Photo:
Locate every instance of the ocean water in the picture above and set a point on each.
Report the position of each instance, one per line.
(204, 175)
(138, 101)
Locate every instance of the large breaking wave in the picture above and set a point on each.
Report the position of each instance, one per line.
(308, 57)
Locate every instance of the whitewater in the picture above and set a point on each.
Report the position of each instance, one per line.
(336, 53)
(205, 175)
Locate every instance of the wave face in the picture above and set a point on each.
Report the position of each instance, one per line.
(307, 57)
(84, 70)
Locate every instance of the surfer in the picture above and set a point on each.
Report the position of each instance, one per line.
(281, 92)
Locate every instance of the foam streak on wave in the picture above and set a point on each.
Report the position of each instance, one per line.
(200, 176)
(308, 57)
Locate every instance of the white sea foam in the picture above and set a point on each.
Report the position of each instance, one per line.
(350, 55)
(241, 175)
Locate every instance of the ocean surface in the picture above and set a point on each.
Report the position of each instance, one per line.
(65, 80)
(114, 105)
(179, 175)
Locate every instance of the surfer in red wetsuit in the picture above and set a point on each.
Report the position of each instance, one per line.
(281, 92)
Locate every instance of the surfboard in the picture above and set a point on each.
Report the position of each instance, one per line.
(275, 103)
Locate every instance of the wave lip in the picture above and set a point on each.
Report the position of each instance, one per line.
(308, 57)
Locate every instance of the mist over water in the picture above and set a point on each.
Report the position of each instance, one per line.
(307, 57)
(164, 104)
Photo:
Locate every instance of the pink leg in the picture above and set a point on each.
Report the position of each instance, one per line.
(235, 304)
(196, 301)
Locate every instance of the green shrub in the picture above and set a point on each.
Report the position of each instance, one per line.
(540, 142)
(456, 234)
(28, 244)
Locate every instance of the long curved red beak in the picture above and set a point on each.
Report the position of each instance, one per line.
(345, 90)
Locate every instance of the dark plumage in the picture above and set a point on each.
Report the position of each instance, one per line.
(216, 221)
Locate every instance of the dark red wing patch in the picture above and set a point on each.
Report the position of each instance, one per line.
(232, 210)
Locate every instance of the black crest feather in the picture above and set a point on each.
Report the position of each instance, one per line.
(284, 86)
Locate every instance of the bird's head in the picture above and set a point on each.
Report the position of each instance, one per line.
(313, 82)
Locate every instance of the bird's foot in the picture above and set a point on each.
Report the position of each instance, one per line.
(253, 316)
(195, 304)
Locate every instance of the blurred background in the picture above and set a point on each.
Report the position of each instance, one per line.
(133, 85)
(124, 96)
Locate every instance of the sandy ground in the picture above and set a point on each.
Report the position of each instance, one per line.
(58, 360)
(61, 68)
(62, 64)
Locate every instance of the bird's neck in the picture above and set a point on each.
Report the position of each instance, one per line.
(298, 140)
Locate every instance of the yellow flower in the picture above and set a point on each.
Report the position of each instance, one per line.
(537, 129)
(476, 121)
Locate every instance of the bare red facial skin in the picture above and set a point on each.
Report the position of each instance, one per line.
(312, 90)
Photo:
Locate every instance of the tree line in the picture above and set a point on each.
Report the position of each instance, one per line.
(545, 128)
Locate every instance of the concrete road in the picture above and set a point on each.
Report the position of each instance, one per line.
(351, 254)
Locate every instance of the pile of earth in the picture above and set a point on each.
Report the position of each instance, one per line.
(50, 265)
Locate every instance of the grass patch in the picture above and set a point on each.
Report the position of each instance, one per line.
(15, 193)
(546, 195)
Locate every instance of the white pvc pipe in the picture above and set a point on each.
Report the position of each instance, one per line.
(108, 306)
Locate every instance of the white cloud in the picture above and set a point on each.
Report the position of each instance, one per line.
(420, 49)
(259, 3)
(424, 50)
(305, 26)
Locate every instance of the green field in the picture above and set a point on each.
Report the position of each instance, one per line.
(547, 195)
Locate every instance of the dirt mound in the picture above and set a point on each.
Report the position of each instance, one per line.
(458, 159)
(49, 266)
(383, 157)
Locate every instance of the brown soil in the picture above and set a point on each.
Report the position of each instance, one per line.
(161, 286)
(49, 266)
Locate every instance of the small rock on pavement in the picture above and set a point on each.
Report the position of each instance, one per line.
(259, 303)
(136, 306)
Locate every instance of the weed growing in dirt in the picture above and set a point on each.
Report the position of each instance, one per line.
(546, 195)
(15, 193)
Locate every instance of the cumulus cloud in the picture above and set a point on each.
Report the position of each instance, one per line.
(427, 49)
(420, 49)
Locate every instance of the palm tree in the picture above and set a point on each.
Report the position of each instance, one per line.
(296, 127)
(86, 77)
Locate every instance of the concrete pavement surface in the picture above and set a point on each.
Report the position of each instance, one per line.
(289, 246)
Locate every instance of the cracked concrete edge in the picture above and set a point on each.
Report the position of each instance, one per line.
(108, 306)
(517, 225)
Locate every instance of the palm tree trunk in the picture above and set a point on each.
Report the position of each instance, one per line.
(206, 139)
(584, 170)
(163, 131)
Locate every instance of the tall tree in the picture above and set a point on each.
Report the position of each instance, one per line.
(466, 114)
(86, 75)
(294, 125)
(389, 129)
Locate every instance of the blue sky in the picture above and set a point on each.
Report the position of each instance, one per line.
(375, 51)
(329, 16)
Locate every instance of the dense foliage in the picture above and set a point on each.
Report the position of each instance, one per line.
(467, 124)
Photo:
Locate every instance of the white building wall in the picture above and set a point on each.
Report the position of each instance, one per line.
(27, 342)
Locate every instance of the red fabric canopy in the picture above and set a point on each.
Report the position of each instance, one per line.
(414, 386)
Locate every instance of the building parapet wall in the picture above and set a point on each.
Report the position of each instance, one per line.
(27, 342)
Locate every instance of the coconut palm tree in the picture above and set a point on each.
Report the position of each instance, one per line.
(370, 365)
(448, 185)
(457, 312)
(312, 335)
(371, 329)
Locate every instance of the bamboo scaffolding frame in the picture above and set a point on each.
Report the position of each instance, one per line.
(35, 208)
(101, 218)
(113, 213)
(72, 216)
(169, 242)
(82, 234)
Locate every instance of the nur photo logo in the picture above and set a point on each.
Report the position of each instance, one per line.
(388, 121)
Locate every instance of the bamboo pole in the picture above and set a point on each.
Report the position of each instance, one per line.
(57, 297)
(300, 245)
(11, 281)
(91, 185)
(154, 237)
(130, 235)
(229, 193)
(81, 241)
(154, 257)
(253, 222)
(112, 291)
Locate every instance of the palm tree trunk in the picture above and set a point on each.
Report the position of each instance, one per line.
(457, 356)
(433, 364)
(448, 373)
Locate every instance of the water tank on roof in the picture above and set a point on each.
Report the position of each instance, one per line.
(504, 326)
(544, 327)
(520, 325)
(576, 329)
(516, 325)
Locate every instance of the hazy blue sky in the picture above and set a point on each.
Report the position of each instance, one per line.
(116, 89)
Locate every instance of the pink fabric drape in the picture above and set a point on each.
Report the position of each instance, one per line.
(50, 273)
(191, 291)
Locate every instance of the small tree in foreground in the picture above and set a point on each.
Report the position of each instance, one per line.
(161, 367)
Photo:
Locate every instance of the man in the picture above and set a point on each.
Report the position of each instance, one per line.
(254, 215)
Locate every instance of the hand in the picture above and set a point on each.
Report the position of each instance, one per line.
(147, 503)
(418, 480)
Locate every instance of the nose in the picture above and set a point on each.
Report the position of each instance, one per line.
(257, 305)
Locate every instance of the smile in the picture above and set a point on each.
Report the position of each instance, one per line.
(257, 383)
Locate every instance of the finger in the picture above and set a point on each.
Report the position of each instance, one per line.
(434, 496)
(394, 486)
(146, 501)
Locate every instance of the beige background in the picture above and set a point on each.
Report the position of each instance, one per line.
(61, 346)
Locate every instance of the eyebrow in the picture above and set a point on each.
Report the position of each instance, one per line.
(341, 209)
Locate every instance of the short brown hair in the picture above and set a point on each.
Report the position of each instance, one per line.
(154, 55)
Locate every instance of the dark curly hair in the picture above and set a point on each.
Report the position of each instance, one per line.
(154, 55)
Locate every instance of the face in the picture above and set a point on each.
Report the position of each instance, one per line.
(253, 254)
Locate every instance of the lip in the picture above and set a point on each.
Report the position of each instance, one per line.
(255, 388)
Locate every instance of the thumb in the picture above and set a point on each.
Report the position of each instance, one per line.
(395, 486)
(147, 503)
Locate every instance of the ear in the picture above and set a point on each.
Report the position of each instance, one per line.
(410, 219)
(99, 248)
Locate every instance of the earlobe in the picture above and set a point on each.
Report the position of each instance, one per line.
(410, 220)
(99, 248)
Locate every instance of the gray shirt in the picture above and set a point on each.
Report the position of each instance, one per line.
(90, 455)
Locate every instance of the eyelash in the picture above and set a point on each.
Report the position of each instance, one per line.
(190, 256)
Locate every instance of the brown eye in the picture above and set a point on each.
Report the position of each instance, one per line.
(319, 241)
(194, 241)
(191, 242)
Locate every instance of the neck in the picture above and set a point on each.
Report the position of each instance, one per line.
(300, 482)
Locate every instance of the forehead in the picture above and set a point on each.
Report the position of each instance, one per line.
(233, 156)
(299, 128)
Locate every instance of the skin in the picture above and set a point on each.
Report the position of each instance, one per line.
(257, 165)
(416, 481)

########

## Your task
Reproduce verbatim the lines of the data above, starting at the line that contains "Locate every instance of the thumb" and continuing through the final line of the data, with both of these lines included.

## Result of this exercise
Locate every instance of the thumb in the picture above and set a point on each.
Report the position of each instance, one per line.
(395, 486)
(147, 503)
Locate every instance of the ear in the picture above and set a point on each.
Report the position of each instance, one per line.
(410, 219)
(99, 248)
Locate every instance of the earlobe in the picture above and set a point on each.
Report the position of each instance, one per line.
(410, 220)
(99, 248)
Locate every instance of the gray shirt in the picture above and set a point on each.
Report the position of each instance, one per line.
(90, 455)
Locate every instance of the eyelash in the picture above and set a point on each.
Report the position of each instance, one per line.
(190, 256)
Locate every instance of the brown eye in the picture above and set a point on each.
Report the position of each instance, one per line.
(319, 241)
(194, 241)
(191, 242)
Locate every instance of the neck in the picture above and set a point on each.
Report the position of each instance, one per line.
(300, 482)
Locate every instance of the forehead in the picture above and set a point on each.
Report the position of each instance, one per line.
(233, 156)
(299, 128)
Locate every instance of the skin in the picture above and set a point on each.
Report the position of each instance, one per line.
(257, 165)
(416, 481)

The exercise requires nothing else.